__ЦИТИРУЕМЫЙ ОТРЫВОК__:

Вначале, впрочем, мне было нетрудно внешним образом мириться с положением дел. Мы должны были открыть театр раньше, чем успела собраться вся оперная труппа. Для этого пришлось поставить небольшую комическую оперу Блума[269] Marie, Max und Michel [«Мария, Макс и Михель»]. К ней я написал вставную арию на текст Хольтая для нашего талантливого баса Гюнтера [Günther]. Она состояла из сентиментального вступления и веселого военного рондо и очень понравилась публике. Позднее я написал для баса Шайблера [Scheibler] выдержанный в молитвенном настроении вставной номер для «Швейцарского семейства», чрезвычайно понравившийся не только публике, но и мне самому: он уже свидетельствовал о большом переломе в моем музыкальном развитии.
Ко дню Тезоименитства императора Николая I мне было поручено написать на текст Бракеля[270] «Национальный гимн»[271], которому я постарался придать возможно более деспотически патриархальную окраску. Этот гимн тоже доставил мне не меньше славы, и в течение продолжительного времени его ежегодно исполняли в этот день[272].
Хольтай уговаривал меня написать для нашей труппы в ее тогдашнем составе легкую, веселую оперу или – еще лучше – музыкальный водевиль. С этой целью я снова перечел текст моего «Счастливого медвежьего семейства», встретивший, как я уже раньше упомянул, большое одобрение Хольтая. Но когда я стал просматривать музыку, написанную для него в Кёнигсберге, меня охватило отвращение к такого рода сочинительству. Я подарил либретто одному из своих друзей, добродушному, беспомощному второму дирижеру Лёбману[273], и никогда больше о нем не думал. Но зато я принялся за набросанный в Блазевице текст к «Риенци», сознательно придерживаясь во всех отношениях самого неумеренно-широкого театрального масштаба. Задуманная таким образом, эта работа при всех обстоятельствах могла увидеть свет только на одной из величайших сцен Европы.

__ЗАДАНИЯ__:
A. Для какого баса, судя по отрывку, был написан выдержанный в молитвенном настроении вставной номер для «Швейцарского семейства»?
B. Перепишите из отрывка текст от «Вначале, впрочем, мне» до «моем музыкальном развитии.».
Материал далее существует отдельно от отрывка и с ним не связан.

__ИСХОДНЫЕ ДАННЫЕ__:
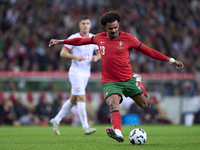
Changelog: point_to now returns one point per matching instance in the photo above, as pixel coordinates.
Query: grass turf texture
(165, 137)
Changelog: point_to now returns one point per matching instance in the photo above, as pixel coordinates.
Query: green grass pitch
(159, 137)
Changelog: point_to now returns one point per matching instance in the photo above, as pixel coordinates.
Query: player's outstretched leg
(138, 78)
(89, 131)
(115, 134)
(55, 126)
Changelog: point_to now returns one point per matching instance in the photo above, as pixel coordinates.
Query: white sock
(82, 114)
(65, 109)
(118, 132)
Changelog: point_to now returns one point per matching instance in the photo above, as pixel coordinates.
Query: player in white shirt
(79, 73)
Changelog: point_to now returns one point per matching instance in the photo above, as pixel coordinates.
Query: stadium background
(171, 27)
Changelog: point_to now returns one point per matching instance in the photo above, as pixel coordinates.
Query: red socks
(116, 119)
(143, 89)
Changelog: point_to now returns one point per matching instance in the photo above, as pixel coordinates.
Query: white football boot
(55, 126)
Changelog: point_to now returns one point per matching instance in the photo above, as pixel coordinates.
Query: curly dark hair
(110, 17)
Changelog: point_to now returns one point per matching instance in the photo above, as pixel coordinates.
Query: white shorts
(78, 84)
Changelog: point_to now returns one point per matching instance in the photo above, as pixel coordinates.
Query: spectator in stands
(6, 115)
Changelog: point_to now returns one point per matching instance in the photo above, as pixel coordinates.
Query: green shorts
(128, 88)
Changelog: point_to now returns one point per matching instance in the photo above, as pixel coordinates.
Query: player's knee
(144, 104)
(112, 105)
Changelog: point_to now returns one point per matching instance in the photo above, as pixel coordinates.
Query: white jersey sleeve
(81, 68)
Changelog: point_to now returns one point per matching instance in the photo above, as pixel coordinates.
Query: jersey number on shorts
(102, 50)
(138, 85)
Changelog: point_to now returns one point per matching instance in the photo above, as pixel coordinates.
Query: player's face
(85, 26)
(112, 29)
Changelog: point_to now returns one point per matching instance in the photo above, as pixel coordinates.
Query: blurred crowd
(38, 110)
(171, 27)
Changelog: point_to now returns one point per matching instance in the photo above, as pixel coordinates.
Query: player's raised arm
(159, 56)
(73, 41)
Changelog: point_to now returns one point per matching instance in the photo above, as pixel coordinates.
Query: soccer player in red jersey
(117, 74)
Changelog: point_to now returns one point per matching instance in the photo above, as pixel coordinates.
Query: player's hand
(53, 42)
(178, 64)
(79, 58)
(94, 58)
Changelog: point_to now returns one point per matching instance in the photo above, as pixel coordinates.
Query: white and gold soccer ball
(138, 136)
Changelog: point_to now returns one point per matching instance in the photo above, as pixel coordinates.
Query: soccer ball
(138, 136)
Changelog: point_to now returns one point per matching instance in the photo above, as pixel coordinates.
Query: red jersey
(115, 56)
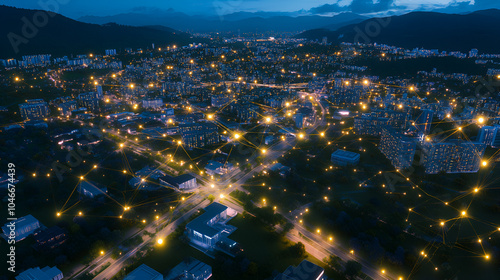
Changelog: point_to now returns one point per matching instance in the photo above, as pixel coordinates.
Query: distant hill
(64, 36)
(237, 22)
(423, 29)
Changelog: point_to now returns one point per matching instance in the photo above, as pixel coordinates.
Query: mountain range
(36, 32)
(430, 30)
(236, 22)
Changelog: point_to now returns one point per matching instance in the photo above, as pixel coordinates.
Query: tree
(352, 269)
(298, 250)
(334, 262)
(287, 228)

...

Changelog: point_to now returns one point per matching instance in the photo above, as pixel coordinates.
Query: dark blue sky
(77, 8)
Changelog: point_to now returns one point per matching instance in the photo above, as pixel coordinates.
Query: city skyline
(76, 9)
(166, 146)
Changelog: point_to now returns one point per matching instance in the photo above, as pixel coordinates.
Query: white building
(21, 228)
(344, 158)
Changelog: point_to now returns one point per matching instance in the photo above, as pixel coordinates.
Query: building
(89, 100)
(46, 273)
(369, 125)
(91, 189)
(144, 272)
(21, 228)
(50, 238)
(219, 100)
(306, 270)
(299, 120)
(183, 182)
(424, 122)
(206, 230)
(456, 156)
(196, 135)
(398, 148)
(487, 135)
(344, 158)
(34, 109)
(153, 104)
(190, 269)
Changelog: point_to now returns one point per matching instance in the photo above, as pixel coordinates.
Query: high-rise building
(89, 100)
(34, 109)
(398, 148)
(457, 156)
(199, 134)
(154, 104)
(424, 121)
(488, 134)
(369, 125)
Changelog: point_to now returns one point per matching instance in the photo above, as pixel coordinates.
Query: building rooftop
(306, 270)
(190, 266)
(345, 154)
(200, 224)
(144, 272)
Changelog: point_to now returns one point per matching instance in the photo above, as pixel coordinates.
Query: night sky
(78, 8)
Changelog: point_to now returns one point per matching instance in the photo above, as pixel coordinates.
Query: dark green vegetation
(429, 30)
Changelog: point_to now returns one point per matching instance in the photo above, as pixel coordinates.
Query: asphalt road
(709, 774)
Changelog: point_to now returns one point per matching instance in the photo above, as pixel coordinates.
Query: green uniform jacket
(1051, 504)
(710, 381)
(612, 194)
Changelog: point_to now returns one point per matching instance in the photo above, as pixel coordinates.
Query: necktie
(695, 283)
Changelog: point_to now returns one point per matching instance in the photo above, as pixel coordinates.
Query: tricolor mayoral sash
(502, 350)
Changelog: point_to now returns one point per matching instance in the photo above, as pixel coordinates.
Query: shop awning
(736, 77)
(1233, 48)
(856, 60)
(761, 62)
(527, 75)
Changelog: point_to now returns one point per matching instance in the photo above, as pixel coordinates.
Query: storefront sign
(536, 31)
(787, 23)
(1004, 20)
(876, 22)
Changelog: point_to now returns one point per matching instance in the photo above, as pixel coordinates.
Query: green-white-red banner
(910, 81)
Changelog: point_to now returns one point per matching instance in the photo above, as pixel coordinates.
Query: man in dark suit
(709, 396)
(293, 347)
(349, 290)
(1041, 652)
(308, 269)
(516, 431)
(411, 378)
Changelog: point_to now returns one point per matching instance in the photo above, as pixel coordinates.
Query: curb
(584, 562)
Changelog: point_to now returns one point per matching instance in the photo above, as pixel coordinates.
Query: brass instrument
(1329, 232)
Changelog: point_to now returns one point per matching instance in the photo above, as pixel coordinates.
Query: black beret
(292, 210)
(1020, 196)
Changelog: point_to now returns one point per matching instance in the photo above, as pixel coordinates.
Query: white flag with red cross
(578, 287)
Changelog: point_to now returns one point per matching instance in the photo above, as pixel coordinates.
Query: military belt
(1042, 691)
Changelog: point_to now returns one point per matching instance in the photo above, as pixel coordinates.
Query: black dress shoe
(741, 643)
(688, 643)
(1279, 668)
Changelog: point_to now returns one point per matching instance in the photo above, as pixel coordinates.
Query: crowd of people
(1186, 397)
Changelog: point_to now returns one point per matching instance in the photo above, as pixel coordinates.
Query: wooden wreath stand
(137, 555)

...

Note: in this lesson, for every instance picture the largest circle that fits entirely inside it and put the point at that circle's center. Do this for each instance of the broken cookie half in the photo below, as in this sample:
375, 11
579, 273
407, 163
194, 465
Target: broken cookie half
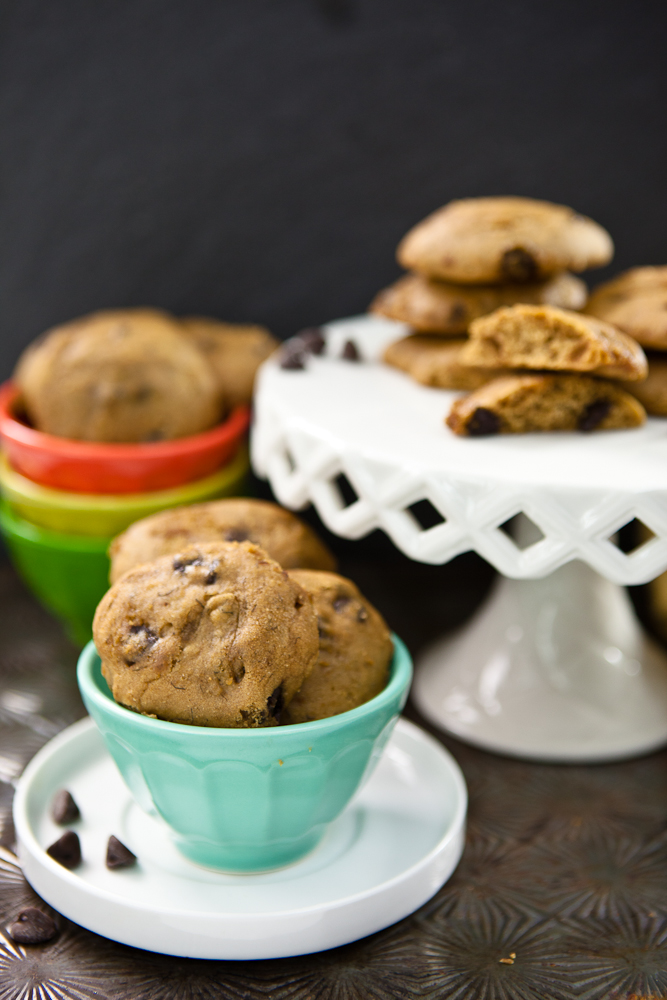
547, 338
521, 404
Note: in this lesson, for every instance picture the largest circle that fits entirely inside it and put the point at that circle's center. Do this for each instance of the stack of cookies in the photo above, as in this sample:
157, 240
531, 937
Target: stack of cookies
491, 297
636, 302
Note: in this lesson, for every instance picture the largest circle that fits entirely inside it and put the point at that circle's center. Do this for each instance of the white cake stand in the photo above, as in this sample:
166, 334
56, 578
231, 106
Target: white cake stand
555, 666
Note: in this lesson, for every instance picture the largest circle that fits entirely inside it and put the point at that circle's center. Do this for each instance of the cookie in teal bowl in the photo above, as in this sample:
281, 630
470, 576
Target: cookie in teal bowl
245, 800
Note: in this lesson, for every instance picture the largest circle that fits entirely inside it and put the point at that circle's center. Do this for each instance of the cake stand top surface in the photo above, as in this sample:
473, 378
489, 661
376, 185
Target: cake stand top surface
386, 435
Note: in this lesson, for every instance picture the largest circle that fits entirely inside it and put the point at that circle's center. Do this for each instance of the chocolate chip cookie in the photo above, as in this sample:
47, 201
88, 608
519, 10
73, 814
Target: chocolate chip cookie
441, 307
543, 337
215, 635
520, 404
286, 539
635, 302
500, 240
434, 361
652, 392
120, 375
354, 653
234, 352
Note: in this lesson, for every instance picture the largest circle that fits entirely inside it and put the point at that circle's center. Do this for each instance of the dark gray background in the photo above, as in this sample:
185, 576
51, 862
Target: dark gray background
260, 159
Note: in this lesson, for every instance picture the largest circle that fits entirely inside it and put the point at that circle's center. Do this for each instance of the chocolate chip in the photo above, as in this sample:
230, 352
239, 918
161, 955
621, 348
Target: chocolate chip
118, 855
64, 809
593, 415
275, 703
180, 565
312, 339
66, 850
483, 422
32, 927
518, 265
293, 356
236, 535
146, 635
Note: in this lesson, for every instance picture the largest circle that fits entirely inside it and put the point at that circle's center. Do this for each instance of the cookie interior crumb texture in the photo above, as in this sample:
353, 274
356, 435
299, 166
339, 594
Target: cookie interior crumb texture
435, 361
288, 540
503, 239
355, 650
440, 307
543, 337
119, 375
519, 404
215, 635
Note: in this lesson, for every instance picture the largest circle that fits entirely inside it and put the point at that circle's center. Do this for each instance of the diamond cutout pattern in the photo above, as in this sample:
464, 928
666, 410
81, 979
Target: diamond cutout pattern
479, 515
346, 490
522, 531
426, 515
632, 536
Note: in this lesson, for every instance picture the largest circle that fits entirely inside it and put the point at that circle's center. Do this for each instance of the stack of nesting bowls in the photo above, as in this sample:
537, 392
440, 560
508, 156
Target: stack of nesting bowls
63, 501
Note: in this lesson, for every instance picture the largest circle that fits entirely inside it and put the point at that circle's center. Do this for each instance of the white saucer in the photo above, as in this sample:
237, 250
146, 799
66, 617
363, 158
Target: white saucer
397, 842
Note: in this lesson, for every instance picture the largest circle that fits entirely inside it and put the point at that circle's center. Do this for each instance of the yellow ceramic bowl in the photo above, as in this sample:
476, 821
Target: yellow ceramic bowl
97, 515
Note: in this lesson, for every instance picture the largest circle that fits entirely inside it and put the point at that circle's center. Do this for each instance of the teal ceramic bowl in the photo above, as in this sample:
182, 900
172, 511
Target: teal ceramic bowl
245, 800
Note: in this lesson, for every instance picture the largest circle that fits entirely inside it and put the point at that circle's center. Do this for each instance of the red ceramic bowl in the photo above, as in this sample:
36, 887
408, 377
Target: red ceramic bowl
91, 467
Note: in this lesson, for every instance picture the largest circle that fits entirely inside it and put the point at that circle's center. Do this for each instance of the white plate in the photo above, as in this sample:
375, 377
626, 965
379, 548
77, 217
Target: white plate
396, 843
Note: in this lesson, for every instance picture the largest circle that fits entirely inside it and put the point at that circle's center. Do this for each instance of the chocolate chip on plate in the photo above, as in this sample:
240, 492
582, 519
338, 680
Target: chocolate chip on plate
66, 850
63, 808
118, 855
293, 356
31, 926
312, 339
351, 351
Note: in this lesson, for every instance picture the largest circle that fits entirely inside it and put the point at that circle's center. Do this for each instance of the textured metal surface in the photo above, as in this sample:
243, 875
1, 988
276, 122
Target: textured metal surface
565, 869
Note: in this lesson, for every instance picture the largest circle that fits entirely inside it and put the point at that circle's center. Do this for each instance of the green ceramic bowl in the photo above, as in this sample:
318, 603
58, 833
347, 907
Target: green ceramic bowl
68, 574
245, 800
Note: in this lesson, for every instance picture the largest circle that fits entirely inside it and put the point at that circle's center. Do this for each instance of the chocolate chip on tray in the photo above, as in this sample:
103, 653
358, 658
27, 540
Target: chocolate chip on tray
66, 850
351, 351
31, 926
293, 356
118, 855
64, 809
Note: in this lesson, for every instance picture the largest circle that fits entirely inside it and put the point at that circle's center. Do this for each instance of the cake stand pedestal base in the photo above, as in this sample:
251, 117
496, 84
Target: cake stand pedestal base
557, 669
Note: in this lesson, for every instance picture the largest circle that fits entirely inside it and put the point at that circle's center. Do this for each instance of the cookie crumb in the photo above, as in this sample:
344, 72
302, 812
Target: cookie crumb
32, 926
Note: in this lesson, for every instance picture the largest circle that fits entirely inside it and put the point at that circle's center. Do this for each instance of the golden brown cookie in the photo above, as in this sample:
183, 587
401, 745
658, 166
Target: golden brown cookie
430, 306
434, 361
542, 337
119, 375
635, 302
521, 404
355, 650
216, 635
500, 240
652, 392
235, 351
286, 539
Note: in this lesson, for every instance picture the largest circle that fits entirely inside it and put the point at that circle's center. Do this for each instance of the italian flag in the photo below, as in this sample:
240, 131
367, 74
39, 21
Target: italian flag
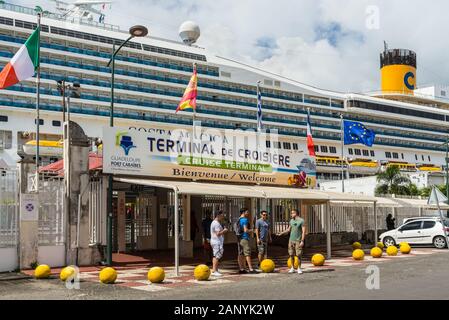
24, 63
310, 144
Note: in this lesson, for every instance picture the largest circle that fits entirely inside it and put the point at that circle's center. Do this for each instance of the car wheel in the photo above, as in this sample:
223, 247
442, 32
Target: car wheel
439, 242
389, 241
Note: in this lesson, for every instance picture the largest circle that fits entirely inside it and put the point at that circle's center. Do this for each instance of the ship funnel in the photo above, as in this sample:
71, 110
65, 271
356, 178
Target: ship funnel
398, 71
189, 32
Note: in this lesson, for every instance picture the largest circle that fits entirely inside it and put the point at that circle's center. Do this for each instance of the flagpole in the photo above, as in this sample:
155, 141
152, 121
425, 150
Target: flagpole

__ОТВЕТЫ К ЗАДАНИЯМ__:
A. Для баса Шайблера (Scheibler).

B.
Вначале, впрочем, мне было нетрудно внешним образом мириться с положением дел. Мы должны были открыть театр раньше, чем успела собраться вся оперная труппа. Для этого пришлось поставить небольшую комическую оперу Блума[269] Marie, Max und Michel [«Мария, Макс и Михель»]. К ней я написал вставную арию на текст Хольтая для нашего талантливого баса Гюнтера [Günther]. Она состояла из сентиментального вступления и веселого военного рондо и очень понравилась публике. Позднее я написал для баса Шайблера [Scheibler] выдержанный в молитвенном настроении вставной номер для «Швейцарского семейства», чрезвычайно понравившийся не только публике, но и мне самому: он уже свидетельствовал о большом переломе в моем музыкальном развитии.